Phrase grounding data
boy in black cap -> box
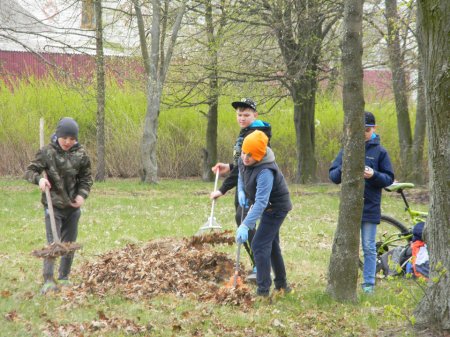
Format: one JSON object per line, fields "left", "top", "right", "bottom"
{"left": 25, "top": 117, "right": 93, "bottom": 294}
{"left": 211, "top": 98, "right": 271, "bottom": 281}
{"left": 329, "top": 111, "right": 394, "bottom": 294}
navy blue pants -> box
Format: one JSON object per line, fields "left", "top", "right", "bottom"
{"left": 251, "top": 209, "right": 288, "bottom": 295}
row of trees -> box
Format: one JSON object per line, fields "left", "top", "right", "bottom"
{"left": 1, "top": 0, "right": 427, "bottom": 184}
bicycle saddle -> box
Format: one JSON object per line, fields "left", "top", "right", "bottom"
{"left": 385, "top": 182, "right": 415, "bottom": 192}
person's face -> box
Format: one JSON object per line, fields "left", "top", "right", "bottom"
{"left": 241, "top": 151, "right": 258, "bottom": 166}
{"left": 364, "top": 126, "right": 376, "bottom": 141}
{"left": 58, "top": 136, "right": 77, "bottom": 151}
{"left": 236, "top": 108, "right": 257, "bottom": 128}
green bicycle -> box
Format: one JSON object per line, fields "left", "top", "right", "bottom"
{"left": 359, "top": 182, "right": 428, "bottom": 270}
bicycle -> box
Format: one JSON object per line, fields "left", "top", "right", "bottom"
{"left": 359, "top": 182, "right": 428, "bottom": 272}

▶ [Directions]
Retype the data above in full, exactly as it stands, and skip any image.

▶ [Solution to this task]
boy in black cap -> box
Format: one JSON object per line, fields "left", "top", "right", "bottom"
{"left": 25, "top": 117, "right": 93, "bottom": 294}
{"left": 211, "top": 98, "right": 271, "bottom": 281}
{"left": 329, "top": 111, "right": 394, "bottom": 294}
navy blue pants -> box
Format: one JSON object per line, fields "left", "top", "right", "bottom"
{"left": 251, "top": 209, "right": 288, "bottom": 295}
row of trees -> box
Format: one JSON object per line, fields "left", "top", "right", "bottom"
{"left": 1, "top": 0, "right": 427, "bottom": 184}
bicycle saddle -> box
Format: one JSON object per line, fields "left", "top", "right", "bottom"
{"left": 385, "top": 182, "right": 415, "bottom": 192}
person's face -> box
Format: one JSON object per line, fields "left", "top", "right", "bottom"
{"left": 241, "top": 151, "right": 258, "bottom": 166}
{"left": 364, "top": 126, "right": 376, "bottom": 141}
{"left": 58, "top": 136, "right": 77, "bottom": 151}
{"left": 236, "top": 108, "right": 257, "bottom": 128}
green bicycle -> box
Format: one JSON object per line, fields "left", "top", "right", "bottom"
{"left": 359, "top": 182, "right": 428, "bottom": 270}
bicycle -> box
Format: one JSON object per line, fields "left", "top", "right", "bottom"
{"left": 359, "top": 182, "right": 428, "bottom": 272}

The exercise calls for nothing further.